WORK REQUIRED: Pick out each line of the records that contains the string "head", and copy those lines. The match is case-sensitive.

★ ★ ★ ★

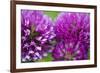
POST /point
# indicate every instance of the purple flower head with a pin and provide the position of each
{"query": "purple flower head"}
(72, 31)
(36, 33)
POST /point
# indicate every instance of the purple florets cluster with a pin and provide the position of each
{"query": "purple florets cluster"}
(73, 36)
(36, 33)
(68, 38)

★ ★ ★ ★

SOLUTION FOR THIS EXERCISE:
# indicate every instance of the purple flower head with a pin and provide the position of each
{"query": "purple flower head"}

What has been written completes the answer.